▶ **TASK OBJECTIVE**:
Render every line of the listing below as a JSON array of strings, one string per line, and omit any blank lines.

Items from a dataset
::::::::::

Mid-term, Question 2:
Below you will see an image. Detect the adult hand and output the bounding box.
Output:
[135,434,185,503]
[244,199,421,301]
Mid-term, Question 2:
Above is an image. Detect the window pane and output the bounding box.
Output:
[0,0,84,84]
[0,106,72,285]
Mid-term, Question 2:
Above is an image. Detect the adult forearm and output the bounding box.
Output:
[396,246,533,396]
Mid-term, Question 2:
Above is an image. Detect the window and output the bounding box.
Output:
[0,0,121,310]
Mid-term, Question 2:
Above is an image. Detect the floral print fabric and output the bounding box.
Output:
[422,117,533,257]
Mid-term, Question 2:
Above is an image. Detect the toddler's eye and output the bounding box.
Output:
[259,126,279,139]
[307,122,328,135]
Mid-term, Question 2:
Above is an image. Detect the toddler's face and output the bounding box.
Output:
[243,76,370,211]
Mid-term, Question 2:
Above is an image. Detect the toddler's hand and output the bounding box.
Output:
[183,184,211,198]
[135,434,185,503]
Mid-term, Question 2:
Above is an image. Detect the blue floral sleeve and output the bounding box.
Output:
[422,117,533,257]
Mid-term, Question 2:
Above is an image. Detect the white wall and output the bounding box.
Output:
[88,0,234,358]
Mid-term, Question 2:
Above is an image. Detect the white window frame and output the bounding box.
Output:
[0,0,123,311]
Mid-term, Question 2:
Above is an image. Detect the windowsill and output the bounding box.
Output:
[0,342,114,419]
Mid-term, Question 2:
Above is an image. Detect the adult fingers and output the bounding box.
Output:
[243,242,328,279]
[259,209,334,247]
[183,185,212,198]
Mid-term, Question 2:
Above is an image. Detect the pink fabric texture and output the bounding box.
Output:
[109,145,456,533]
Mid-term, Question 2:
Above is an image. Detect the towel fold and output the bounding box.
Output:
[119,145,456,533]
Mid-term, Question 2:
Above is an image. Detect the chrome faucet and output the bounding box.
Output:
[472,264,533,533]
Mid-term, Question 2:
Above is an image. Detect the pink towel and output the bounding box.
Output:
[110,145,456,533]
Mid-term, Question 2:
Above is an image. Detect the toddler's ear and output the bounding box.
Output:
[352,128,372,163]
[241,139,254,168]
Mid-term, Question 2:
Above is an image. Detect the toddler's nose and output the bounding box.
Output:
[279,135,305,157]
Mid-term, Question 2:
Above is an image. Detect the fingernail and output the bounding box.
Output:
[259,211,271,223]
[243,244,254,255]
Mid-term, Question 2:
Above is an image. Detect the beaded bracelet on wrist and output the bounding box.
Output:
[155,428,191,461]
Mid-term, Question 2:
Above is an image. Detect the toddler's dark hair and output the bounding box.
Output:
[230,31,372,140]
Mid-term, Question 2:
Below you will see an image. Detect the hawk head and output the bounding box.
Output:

::::::::::

▶ **WRITTEN SOLUTION**:
[
  "Mid-term, Question 2:",
  "Below you will see an image. Detect the adult hand and output the bounding box.",
  "Output:",
  "[135,434,185,503]",
  "[244,199,421,301]",
  "Mid-term, Question 2:",
  "Above is an image. Detect the window pane and output the bounding box.",
  "Output:",
  "[0,0,84,84]",
  "[0,106,72,285]",
  "Mid-term, Question 2:",
  "Above is an image. Detect the adult forearm and output the bounding box.",
  "Output:",
  "[396,246,533,396]",
  "Mid-term, Question 2:",
  "Above is an image. Detect the window and output the bounding box.",
  "Output:",
  "[0,0,121,310]",
  "Mid-term, Question 2:",
  "Above is an image. Detect the floral print fabric and output the bounding box.",
  "Output:",
  "[422,117,533,257]",
  "Mid-term, Question 2:",
  "Above is an image. Detect the toddler's eye and output the bounding box.",
  "Output:",
  "[259,126,279,139]",
  "[307,122,328,135]",
  "Mid-term, Question 2:",
  "Above is an image. Detect the toddler's face and output the bounding box.",
  "Output:",
  "[243,76,370,211]",
  "Mid-term, Question 2:",
  "Above is an image. Detect the toddler's hand and output the bounding box.",
  "Output:",
  "[183,184,211,198]",
  "[135,434,185,503]",
  "Mid-term, Question 2:",
  "Above is an image. Detect the blue floral sleeve and output the bounding box.",
  "Output:",
  "[422,117,533,257]",
  "Mid-term, Question 2:",
  "Above is an image. Detect the white wall and output the bounding box.",
  "Output:",
  "[88,0,234,358]",
  "Mid-term, Question 2:",
  "Above is an image. Detect the white window frame and output the bounding box.",
  "Output:",
  "[0,0,123,311]",
  "Mid-term, Question 2:",
  "Above is an image. Detect the windowsill and output the bounding box.",
  "Output:",
  "[0,342,114,419]",
  "Mid-term, Question 2:",
  "Above is an image. Detect the adult fingers and output the bounding box.",
  "Output:",
  "[243,242,328,279]",
  "[259,209,334,247]",
  "[183,185,212,198]",
  "Mid-term, Question 2:",
  "Above is an image. Detect the pink fabric texture and output the bounding box.",
  "Output:",
  "[109,145,456,533]",
  "Mid-term, Question 2:",
  "Above is an image. Detect the towel fold and output the bounding box.",
  "Output:",
  "[119,145,456,533]",
  "Mid-term, Question 2:",
  "Above is an image. Detect the chrome faucet and output the bounding box.",
  "Output:",
  "[472,264,533,533]",
  "Mid-term, Question 2:",
  "Above is an image. Detect the pink towel and output the bounding box.",
  "Output:",
  "[110,145,456,533]",
  "Mid-term, Question 2:",
  "Above is an image. Detect the toddler's ear and output the bounding box.",
  "Output:",
  "[352,128,372,163]",
  "[241,139,254,168]",
  "Mid-term, Question 2:",
  "Above is an image. Detect the toddler's nose and output the bounding box.",
  "Output:",
  "[279,135,305,157]",
  "Mid-term, Question 2:",
  "Above is an image. Detect the fingernail and output the bounding box.",
  "Output:",
  "[259,211,271,223]",
  "[243,244,254,255]",
  "Mid-term, Question 2:",
  "Above is an image. Detect the beaded bracelet on wrist and output the bounding box.",
  "Output:",
  "[155,428,191,461]",
  "Mid-term, Question 2:",
  "Above is an image. Detect the toddler's dark hair and output the bounding box.",
  "Output:",
  "[230,31,372,140]",
  "Mid-term, Question 2:",
  "Below you will see an image. Detect the hawk head and output the bounding box.",
  "Output:"
]